--- Task brief ---
Copy each line of the data below that contains the word "small".

--- Extracted data ---

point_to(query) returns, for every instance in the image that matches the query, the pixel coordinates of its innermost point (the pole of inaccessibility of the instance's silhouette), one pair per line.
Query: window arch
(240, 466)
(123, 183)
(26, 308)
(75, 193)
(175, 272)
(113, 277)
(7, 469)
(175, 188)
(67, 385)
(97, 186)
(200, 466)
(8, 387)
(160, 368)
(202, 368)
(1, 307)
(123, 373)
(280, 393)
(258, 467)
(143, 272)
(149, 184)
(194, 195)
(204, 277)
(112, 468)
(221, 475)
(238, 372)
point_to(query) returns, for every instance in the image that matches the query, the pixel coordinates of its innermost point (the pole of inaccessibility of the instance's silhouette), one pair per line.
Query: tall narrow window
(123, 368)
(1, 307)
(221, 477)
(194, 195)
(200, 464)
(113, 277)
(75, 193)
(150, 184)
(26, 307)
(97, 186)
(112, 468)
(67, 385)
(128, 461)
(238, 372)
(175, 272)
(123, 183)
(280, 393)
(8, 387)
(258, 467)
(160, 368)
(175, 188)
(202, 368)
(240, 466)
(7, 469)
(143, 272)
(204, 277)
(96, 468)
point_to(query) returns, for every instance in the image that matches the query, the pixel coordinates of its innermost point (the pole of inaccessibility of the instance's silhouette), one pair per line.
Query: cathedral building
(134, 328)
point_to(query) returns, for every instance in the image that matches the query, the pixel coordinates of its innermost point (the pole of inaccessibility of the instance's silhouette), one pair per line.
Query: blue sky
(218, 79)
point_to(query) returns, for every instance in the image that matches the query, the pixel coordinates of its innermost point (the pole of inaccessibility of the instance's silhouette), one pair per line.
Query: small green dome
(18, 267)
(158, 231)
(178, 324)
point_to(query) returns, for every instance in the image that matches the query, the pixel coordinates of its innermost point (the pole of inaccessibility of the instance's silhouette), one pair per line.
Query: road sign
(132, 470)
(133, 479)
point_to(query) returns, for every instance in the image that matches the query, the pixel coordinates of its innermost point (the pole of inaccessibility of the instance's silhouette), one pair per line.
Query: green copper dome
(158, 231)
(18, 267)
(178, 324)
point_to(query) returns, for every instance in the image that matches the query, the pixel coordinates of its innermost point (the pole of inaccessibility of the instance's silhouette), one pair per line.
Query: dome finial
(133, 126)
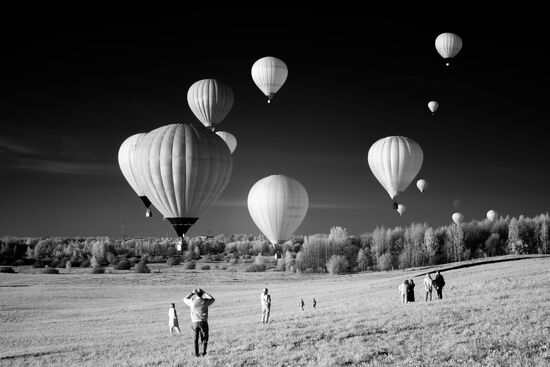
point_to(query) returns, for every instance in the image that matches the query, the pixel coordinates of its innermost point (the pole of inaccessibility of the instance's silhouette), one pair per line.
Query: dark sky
(74, 87)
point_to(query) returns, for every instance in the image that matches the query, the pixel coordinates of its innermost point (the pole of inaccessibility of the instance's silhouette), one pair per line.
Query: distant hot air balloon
(448, 45)
(269, 73)
(229, 139)
(210, 100)
(457, 218)
(491, 215)
(278, 204)
(126, 161)
(183, 169)
(395, 161)
(401, 209)
(422, 185)
(433, 106)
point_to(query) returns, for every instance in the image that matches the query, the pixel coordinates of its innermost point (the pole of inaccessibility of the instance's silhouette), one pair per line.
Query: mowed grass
(491, 315)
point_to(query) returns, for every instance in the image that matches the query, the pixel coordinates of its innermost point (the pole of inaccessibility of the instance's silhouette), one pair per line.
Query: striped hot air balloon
(395, 161)
(183, 169)
(126, 161)
(269, 73)
(278, 204)
(448, 45)
(210, 100)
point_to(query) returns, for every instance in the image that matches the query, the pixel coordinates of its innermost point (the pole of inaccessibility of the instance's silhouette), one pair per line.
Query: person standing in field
(173, 323)
(410, 291)
(428, 286)
(403, 289)
(439, 283)
(199, 301)
(265, 298)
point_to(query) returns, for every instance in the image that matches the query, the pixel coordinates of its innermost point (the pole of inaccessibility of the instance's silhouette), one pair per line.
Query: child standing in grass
(173, 320)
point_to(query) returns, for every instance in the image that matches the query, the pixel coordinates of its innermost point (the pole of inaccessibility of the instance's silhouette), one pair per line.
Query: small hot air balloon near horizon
(422, 185)
(269, 73)
(433, 106)
(126, 161)
(395, 161)
(183, 169)
(457, 218)
(448, 45)
(401, 209)
(491, 215)
(210, 100)
(278, 204)
(229, 139)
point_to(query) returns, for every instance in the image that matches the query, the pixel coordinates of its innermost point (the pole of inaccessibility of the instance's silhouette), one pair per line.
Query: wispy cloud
(48, 152)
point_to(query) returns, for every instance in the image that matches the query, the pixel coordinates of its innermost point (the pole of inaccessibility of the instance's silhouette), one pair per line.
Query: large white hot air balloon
(401, 209)
(433, 106)
(448, 45)
(183, 169)
(278, 204)
(422, 185)
(457, 218)
(269, 73)
(210, 100)
(126, 161)
(229, 139)
(491, 215)
(395, 161)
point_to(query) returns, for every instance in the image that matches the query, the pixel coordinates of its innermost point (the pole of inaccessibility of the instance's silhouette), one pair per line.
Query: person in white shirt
(199, 301)
(173, 320)
(265, 299)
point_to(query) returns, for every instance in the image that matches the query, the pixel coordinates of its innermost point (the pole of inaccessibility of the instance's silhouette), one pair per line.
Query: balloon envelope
(210, 100)
(491, 215)
(229, 139)
(448, 45)
(433, 106)
(269, 73)
(126, 161)
(183, 169)
(457, 218)
(395, 161)
(422, 185)
(278, 204)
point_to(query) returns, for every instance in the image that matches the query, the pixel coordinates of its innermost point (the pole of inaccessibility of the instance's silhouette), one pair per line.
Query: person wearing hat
(199, 301)
(265, 299)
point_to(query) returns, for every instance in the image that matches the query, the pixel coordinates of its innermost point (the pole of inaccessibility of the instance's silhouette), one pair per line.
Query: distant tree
(515, 243)
(430, 244)
(385, 262)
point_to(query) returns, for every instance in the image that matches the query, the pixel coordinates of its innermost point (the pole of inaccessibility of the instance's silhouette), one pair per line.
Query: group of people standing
(406, 289)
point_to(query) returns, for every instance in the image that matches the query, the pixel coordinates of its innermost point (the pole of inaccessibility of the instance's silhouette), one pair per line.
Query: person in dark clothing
(410, 291)
(439, 283)
(199, 301)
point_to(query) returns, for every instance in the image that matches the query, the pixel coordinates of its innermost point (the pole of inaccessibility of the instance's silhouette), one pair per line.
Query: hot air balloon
(183, 169)
(395, 161)
(433, 106)
(457, 218)
(126, 161)
(448, 45)
(401, 209)
(277, 204)
(229, 139)
(269, 73)
(422, 185)
(210, 100)
(491, 215)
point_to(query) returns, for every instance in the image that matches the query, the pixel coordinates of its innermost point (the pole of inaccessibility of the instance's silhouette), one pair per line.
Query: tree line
(337, 252)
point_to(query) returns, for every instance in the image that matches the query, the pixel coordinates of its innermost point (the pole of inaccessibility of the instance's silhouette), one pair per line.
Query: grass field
(491, 315)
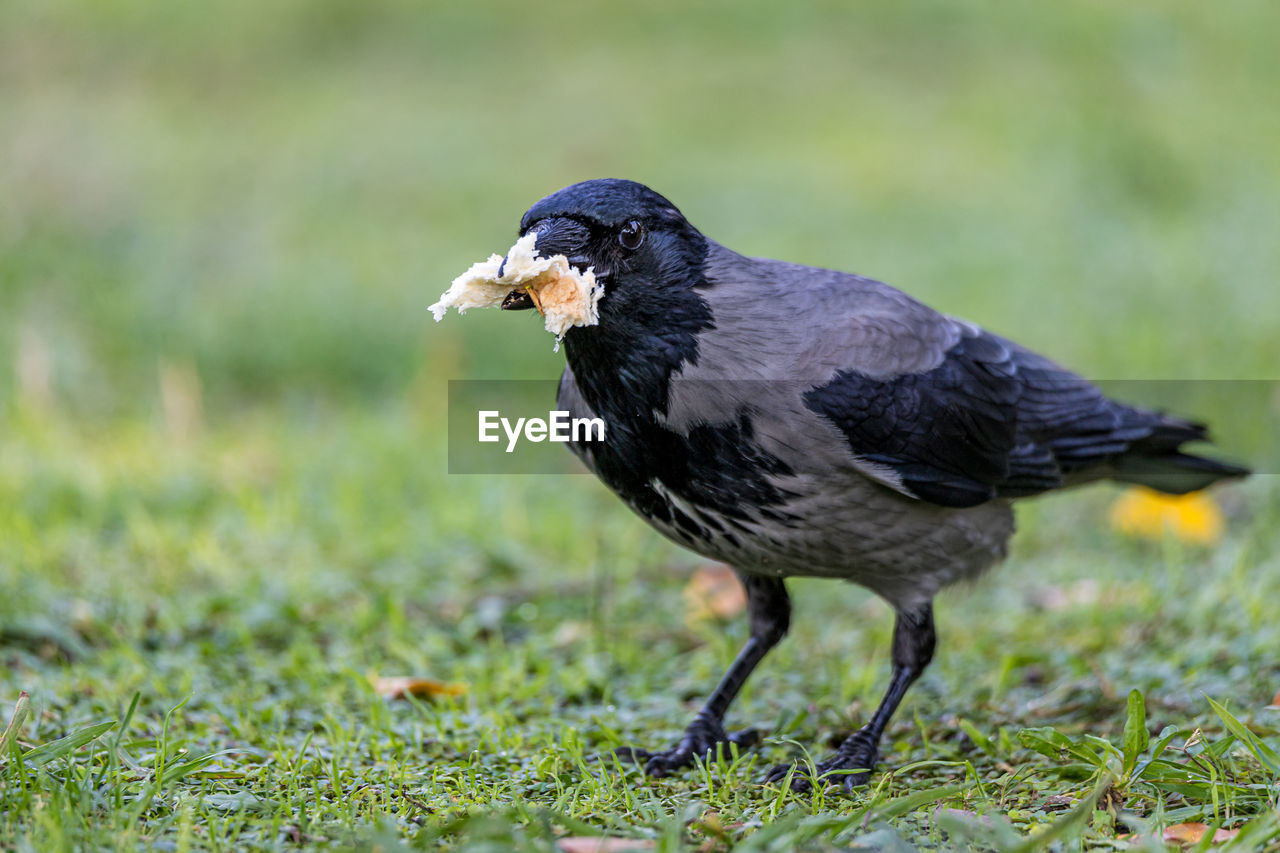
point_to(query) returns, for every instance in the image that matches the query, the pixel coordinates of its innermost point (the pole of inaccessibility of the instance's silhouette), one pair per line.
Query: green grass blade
(42, 755)
(1265, 755)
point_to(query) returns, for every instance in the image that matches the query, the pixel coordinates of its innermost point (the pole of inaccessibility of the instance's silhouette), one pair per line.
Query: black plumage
(791, 420)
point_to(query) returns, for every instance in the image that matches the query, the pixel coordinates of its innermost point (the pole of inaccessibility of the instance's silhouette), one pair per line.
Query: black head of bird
(791, 420)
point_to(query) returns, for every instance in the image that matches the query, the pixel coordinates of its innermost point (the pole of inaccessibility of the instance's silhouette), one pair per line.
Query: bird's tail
(1159, 463)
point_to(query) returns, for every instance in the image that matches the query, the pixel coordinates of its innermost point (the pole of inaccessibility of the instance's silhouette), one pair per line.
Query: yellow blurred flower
(1147, 514)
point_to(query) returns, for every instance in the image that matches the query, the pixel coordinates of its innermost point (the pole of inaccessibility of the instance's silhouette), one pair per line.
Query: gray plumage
(799, 422)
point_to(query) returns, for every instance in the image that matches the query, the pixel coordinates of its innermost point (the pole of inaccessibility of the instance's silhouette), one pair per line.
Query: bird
(799, 422)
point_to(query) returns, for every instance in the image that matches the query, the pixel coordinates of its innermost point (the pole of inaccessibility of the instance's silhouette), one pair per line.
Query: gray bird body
(782, 328)
(801, 422)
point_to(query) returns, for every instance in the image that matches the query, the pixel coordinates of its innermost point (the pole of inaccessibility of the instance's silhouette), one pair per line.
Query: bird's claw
(702, 740)
(850, 767)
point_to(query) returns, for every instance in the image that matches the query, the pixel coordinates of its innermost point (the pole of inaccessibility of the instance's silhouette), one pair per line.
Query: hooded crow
(800, 422)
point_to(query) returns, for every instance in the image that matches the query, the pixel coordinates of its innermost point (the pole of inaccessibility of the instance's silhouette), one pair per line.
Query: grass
(223, 501)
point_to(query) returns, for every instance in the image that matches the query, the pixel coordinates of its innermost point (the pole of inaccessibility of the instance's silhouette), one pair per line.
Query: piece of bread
(562, 295)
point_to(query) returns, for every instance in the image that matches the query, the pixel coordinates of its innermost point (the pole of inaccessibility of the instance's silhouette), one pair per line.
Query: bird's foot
(850, 767)
(702, 739)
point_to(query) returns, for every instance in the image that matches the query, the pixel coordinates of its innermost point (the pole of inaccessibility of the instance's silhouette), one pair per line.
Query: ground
(224, 502)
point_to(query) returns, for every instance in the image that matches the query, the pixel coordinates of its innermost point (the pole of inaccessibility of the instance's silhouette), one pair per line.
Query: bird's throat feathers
(648, 331)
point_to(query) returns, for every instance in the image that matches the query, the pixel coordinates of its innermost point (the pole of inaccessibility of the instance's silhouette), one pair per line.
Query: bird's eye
(631, 235)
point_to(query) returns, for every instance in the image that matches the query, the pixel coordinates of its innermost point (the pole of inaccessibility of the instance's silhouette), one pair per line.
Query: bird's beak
(557, 236)
(517, 301)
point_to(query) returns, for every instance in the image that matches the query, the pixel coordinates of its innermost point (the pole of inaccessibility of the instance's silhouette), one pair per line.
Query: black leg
(771, 615)
(913, 649)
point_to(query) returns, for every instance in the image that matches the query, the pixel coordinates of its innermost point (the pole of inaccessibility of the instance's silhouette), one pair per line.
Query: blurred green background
(274, 192)
(222, 396)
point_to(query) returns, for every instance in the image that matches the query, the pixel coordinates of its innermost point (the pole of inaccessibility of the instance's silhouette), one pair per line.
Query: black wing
(997, 420)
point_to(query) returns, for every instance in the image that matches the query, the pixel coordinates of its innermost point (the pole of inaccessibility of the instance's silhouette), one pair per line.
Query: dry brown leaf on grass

--- Correct output ---
Query: small green dome
Query: small hot air balloon near horizon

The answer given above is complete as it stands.